## The problem
Convert the records into a Markdown table with two columns, "Row" and "Line", giving each line its row number and leaving out blank lines.

## Task inputs
■ ■ ■ ■ ■

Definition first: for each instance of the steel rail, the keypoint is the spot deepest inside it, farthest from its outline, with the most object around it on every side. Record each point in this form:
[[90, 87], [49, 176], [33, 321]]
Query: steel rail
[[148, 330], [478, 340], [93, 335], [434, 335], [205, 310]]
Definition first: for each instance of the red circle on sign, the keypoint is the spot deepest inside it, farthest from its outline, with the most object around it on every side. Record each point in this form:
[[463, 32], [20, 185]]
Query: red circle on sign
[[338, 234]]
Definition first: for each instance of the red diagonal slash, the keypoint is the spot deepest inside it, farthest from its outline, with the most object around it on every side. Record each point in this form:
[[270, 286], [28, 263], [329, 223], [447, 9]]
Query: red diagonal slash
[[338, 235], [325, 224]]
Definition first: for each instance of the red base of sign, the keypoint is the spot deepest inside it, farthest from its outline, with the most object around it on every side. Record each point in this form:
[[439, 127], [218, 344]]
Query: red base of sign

■ ■ ■ ■ ■

## Right answer
| Row | Line |
|---|---|
| 1 | Definition first: for each instance of the steel rail, the keypoint is the spot deepest inside it, farthest from its outline, with the most object around it on every side. Record each point in this form: |
| 2 | [[90, 87], [49, 176], [33, 321]] |
| 3 | Query: steel rail |
| 4 | [[148, 330], [478, 340], [93, 335], [434, 335], [205, 310]] |
| 5 | Definition first: for each instance of the red circle on sign, the keypoint is the spot deepest inside it, farthest from its outline, with the most object around it on every side. Record each point in this form: |
| 6 | [[463, 32], [20, 185]] |
| 7 | Query: red circle on sign |
| 8 | [[338, 234]] |
| 9 | Definition first: for each instance of the red diagonal slash, the keypoint is the spot deepest inside it, farthest from its outline, with the most object around it on every side. Record each point in this form: |
| 10 | [[270, 286], [28, 263], [329, 223], [447, 9]] |
| 11 | Query: red diagonal slash |
| 12 | [[338, 235], [325, 224]] |
| 13 | Definition first: for each instance of the red base of sign, the keypoint is the spot deepest inside it, farthest from its outline, with the most object around it on every side. Record each point in this form: |
| 14 | [[439, 127], [218, 344]] |
| 15 | Query: red base of sign |